Write out the records verbatim, starting at the line that contains "Find the ocean horizon" and ending with the line that contains "x=91, y=219", with both of those lines included. Leave the pictures out of the answer.
= = = =
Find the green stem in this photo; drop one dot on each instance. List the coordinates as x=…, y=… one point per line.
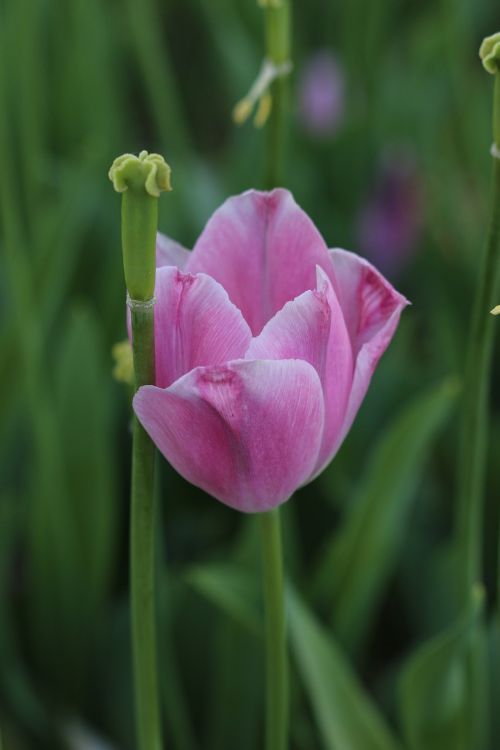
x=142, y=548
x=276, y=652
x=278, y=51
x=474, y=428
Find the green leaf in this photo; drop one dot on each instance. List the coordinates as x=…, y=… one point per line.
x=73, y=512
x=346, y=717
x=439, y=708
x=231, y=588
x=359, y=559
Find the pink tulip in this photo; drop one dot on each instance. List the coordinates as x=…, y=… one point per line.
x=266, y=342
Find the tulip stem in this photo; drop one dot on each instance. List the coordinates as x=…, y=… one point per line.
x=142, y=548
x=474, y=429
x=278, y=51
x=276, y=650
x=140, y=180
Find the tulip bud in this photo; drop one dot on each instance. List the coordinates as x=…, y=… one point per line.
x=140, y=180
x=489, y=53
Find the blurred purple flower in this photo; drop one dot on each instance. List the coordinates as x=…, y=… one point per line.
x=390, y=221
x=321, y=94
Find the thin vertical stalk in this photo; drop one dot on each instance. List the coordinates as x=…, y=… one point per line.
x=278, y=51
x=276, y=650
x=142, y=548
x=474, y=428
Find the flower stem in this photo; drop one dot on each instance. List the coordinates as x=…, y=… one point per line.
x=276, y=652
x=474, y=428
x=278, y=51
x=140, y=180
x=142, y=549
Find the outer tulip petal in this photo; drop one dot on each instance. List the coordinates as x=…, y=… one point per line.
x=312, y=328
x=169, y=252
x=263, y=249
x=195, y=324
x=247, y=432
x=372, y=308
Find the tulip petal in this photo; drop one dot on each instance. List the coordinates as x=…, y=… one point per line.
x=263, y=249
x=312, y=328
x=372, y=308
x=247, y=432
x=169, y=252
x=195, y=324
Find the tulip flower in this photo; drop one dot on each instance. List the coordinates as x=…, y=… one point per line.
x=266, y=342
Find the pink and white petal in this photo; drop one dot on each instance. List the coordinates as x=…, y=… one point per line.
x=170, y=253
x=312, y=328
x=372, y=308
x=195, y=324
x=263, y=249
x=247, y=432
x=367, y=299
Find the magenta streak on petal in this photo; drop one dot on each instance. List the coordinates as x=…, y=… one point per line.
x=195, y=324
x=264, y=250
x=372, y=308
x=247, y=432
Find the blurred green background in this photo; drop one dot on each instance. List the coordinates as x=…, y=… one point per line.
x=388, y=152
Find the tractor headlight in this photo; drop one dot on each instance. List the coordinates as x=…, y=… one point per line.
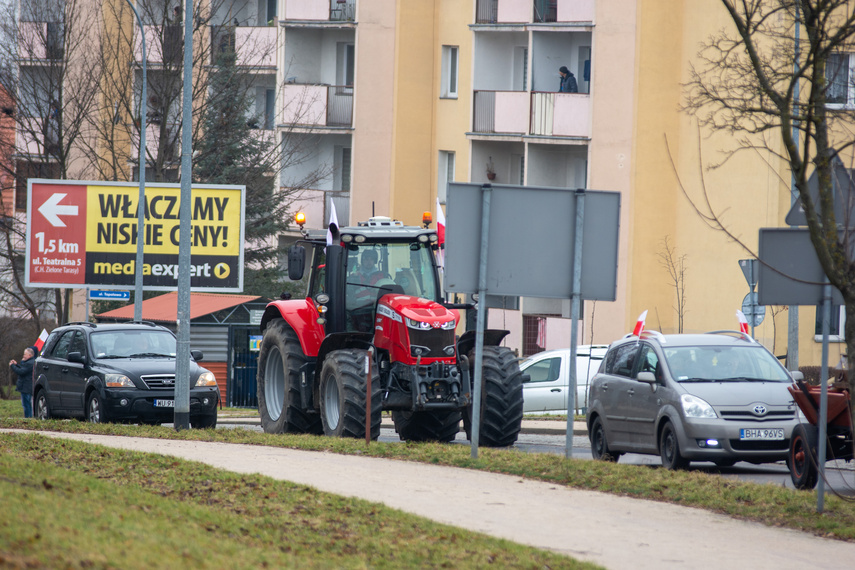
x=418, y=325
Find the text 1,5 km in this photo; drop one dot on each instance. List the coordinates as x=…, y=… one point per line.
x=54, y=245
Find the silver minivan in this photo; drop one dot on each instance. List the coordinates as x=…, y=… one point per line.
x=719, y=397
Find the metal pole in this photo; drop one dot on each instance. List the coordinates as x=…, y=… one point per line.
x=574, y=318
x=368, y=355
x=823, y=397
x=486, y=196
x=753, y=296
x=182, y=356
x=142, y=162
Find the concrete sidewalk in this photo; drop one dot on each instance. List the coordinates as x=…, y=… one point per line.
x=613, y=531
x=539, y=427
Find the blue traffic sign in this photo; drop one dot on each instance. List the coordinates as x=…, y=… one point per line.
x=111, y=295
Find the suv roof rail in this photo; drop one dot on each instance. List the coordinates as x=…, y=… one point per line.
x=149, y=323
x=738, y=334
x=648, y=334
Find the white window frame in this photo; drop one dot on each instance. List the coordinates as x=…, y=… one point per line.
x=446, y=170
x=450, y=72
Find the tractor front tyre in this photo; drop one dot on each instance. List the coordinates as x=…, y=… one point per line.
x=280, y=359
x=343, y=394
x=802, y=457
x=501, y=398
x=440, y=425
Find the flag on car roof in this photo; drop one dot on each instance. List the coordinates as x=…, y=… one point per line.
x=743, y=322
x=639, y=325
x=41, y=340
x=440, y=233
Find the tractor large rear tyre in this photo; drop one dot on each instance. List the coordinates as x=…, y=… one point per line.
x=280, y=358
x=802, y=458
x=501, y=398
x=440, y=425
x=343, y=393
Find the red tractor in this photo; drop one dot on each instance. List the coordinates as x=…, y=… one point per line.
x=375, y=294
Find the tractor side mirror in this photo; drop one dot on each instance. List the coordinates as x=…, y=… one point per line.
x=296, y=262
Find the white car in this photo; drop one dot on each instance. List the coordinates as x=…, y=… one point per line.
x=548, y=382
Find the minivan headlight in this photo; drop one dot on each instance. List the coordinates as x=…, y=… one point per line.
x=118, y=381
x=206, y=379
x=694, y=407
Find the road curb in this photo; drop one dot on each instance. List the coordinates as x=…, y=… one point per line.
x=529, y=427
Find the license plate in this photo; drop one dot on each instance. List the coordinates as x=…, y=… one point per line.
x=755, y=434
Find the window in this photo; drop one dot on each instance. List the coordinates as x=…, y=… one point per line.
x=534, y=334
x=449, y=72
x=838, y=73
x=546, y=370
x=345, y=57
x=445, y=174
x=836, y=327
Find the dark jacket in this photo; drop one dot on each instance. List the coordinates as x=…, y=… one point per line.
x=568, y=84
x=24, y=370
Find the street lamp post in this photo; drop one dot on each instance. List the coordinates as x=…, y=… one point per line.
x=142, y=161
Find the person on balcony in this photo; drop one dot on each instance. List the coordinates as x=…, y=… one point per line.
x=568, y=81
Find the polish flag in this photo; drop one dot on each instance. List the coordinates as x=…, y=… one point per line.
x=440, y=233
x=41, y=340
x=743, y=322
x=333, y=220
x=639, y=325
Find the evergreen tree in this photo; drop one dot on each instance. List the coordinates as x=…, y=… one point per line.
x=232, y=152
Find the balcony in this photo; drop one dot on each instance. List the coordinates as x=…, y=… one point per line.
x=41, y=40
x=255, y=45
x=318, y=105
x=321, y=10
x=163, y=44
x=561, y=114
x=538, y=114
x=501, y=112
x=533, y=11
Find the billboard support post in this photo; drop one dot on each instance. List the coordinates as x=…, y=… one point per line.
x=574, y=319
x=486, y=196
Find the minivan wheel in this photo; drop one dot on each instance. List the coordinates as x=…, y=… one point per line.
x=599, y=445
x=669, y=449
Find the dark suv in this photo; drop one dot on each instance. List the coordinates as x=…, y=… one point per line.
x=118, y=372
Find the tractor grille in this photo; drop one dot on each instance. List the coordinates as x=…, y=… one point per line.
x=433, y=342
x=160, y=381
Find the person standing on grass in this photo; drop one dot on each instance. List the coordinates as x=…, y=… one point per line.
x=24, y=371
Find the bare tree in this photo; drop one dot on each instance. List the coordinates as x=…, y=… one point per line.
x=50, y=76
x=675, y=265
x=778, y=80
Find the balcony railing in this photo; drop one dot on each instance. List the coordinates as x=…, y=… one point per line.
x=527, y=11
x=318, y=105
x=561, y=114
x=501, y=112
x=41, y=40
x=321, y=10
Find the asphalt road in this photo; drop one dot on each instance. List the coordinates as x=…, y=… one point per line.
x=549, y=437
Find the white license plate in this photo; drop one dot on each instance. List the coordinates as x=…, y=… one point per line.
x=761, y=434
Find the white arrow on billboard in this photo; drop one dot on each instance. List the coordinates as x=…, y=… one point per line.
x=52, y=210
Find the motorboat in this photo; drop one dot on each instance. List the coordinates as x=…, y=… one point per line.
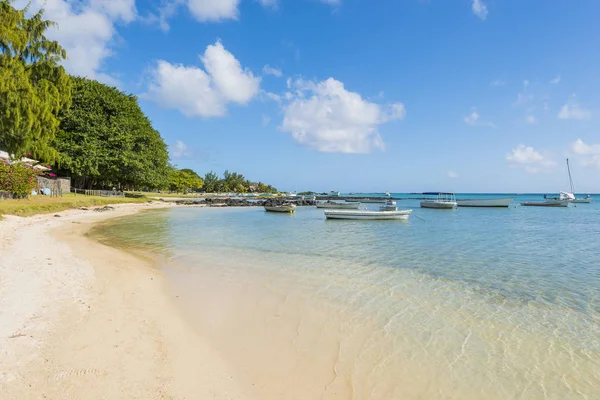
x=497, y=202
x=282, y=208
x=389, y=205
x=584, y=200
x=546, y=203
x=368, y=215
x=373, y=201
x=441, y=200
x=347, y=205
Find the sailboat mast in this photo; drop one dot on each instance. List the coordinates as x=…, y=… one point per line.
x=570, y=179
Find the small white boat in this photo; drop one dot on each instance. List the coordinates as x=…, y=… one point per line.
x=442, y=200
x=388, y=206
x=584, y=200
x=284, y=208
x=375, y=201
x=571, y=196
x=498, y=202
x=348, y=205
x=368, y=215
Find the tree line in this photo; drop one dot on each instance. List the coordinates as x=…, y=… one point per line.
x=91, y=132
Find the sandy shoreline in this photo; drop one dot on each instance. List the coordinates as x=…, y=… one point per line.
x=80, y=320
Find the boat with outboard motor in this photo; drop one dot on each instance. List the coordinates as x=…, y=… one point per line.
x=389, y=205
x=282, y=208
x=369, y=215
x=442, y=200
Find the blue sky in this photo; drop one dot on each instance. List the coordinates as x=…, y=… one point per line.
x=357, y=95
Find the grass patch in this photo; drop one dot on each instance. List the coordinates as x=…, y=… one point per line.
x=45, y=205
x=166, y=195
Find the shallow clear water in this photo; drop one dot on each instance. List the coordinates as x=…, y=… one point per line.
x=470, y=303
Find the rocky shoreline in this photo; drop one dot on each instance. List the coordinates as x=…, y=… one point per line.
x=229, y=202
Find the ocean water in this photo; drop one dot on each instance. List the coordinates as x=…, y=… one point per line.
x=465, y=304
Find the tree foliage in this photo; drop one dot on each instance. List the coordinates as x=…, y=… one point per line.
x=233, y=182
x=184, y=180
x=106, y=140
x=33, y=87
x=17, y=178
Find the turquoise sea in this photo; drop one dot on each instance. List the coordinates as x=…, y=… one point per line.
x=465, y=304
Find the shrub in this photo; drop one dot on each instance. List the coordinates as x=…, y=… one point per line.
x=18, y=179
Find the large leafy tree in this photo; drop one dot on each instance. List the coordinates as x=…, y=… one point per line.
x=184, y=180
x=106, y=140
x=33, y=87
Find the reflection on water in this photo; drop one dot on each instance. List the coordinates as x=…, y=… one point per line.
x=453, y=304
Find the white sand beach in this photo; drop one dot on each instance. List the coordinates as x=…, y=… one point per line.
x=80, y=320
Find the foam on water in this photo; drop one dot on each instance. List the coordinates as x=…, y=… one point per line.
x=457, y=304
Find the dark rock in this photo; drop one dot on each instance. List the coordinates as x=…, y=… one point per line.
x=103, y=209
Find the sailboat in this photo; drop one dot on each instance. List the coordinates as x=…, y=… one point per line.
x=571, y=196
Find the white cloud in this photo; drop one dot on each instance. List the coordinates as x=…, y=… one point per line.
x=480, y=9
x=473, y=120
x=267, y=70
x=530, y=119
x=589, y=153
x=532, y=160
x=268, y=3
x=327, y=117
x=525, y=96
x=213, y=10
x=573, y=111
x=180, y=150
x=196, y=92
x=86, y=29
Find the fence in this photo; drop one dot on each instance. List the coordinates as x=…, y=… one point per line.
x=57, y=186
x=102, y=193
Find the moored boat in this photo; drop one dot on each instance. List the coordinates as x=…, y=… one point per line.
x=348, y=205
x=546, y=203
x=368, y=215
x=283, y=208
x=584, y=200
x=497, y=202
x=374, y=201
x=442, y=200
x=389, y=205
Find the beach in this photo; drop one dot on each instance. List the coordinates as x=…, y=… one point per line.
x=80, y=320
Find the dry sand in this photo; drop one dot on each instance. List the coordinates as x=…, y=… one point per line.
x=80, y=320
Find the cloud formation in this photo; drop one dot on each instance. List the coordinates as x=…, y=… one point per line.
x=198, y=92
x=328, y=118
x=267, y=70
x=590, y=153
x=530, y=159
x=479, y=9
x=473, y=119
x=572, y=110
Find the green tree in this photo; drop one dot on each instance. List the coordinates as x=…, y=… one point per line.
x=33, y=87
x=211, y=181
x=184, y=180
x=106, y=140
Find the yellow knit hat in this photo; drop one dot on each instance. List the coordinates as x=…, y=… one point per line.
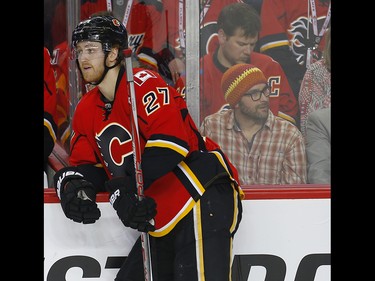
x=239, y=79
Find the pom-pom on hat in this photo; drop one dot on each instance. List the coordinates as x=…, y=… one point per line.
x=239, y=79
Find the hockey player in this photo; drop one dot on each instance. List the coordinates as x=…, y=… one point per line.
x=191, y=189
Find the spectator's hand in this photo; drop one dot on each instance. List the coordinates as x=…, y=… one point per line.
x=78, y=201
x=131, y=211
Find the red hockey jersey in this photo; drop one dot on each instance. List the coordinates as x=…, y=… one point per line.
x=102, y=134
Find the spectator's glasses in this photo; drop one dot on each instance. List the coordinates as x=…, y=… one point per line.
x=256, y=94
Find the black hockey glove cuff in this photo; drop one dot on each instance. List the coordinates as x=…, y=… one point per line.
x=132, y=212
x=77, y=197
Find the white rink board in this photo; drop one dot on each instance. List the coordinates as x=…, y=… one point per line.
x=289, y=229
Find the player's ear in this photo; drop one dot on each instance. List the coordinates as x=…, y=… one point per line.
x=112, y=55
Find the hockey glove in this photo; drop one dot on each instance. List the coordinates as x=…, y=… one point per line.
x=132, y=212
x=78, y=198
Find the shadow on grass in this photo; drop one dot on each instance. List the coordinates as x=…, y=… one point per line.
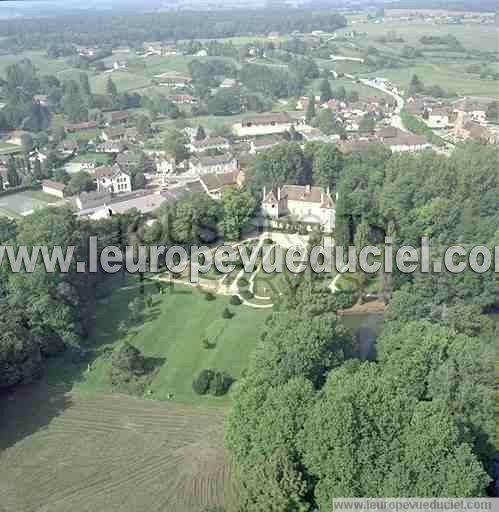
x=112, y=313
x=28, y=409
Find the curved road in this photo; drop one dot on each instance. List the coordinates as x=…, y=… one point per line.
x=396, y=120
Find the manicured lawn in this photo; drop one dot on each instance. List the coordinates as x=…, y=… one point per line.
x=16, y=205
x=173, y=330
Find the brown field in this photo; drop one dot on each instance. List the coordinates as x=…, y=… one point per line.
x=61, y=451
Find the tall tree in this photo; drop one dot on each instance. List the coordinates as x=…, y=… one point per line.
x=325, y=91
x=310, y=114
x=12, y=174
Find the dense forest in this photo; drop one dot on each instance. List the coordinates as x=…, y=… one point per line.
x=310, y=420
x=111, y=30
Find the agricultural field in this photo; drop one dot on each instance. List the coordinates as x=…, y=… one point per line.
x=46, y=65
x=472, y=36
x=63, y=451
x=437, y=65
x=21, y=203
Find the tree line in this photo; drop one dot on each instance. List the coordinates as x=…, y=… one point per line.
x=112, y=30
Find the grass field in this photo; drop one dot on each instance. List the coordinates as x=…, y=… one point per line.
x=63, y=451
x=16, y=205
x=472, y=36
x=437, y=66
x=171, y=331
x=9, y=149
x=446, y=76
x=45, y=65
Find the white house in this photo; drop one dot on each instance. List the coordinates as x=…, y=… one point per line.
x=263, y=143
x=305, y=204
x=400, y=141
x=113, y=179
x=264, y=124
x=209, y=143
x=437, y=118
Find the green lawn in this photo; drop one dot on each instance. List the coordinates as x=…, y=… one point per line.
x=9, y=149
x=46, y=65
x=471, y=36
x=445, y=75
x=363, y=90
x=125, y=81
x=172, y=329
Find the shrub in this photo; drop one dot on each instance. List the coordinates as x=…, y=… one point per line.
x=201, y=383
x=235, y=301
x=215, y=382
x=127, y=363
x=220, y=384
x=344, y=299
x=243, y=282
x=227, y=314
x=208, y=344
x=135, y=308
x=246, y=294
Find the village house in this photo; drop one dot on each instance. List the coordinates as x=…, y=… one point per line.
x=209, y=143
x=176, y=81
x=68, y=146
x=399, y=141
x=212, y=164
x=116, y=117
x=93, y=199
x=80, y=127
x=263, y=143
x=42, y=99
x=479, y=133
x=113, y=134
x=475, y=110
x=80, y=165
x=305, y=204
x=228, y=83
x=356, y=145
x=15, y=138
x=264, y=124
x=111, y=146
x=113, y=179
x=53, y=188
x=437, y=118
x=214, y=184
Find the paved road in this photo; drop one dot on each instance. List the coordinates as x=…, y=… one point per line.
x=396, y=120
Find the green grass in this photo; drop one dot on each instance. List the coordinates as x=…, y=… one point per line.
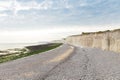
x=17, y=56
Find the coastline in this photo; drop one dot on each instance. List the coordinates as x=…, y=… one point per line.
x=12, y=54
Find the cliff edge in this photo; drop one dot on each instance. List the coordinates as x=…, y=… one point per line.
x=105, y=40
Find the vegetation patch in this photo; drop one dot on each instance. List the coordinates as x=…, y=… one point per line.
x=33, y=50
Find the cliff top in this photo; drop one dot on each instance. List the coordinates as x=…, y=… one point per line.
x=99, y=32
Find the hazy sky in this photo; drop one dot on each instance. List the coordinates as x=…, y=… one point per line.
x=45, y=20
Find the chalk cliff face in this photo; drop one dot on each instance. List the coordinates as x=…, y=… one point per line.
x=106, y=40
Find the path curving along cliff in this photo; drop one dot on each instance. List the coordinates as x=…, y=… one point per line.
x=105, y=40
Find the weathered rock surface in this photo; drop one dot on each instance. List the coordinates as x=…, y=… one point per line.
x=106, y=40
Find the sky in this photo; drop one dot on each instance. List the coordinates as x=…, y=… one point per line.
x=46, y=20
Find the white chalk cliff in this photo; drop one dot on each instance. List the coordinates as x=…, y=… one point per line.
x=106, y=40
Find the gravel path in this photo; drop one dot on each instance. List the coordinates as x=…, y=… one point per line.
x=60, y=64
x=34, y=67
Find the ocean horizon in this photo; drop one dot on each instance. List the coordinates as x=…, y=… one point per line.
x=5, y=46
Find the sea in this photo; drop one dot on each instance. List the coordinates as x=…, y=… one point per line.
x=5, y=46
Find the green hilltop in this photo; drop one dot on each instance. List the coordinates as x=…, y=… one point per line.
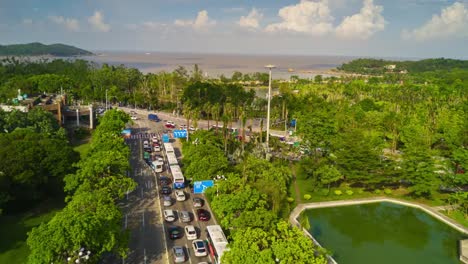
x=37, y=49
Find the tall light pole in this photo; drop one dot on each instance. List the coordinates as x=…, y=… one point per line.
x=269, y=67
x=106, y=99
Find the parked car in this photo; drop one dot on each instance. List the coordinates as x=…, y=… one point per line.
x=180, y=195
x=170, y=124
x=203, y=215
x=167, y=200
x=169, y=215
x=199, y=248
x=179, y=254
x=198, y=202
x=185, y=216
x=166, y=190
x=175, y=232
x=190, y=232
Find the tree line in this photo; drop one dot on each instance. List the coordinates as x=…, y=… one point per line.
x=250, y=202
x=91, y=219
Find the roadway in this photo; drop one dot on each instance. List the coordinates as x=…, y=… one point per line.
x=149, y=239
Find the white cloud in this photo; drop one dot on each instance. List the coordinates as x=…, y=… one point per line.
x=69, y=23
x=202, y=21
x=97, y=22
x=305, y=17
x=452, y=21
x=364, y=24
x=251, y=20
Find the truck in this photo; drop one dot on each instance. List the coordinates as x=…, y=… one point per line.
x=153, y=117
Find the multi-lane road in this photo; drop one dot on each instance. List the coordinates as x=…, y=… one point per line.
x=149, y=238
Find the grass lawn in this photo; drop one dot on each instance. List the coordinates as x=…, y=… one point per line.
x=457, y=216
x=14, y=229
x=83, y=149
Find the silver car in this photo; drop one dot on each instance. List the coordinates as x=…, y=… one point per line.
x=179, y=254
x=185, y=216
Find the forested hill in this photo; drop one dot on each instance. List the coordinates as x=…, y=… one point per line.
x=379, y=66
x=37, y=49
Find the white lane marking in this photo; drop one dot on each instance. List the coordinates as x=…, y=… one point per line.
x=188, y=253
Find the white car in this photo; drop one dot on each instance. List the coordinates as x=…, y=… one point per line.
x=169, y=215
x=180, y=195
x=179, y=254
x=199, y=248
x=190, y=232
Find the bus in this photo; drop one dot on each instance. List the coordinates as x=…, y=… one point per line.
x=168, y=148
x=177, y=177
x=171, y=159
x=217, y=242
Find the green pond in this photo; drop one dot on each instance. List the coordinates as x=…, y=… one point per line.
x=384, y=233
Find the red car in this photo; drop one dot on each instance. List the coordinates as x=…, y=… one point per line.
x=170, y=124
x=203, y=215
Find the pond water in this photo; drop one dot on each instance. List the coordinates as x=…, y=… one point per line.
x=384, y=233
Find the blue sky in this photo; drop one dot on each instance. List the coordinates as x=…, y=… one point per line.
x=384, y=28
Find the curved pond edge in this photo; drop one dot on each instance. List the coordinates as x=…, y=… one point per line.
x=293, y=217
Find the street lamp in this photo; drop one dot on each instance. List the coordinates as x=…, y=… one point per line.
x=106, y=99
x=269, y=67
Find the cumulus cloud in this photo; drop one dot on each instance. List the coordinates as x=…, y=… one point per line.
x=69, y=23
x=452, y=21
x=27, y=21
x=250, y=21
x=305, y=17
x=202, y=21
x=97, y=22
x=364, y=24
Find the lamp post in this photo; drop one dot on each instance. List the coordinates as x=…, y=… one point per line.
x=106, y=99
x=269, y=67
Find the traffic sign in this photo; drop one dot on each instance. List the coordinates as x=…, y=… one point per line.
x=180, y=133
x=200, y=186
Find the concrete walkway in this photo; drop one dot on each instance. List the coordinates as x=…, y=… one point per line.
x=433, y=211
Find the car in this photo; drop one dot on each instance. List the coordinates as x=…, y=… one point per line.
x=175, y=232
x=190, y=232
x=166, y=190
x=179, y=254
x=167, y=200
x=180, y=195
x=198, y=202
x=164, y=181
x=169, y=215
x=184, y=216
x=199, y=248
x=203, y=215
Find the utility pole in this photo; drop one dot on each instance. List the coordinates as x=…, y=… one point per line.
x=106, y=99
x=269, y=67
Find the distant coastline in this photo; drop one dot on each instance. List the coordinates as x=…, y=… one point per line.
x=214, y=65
= = = =
=== Written response ===
Find the ocean horizon in this photo; drop one dot on each instance. List the coordinates as x=…, y=… one point per line.
x=5, y=46
Find the sea in this photo; drop one dot on each instance. List the coordinates as x=…, y=… one point per line.
x=5, y=46
Find the green hilltop in this photo; drop one dot on each instance. List the coordinates as x=…, y=… one point per line.
x=37, y=49
Find the tall light pole in this photo; drop one dot on each instance. List the coordinates as x=…, y=… one point per line.
x=269, y=67
x=106, y=99
Find the parked car in this photo; drop one dot on each instance. List the coordinates as x=…, y=… one point per line.
x=180, y=195
x=170, y=124
x=203, y=215
x=167, y=200
x=169, y=215
x=199, y=248
x=179, y=254
x=198, y=202
x=185, y=216
x=166, y=190
x=175, y=232
x=190, y=232
Find the tree line in this photo; drop one dot on each instance. List the coordinates as x=…, y=… one point per line.
x=250, y=202
x=91, y=219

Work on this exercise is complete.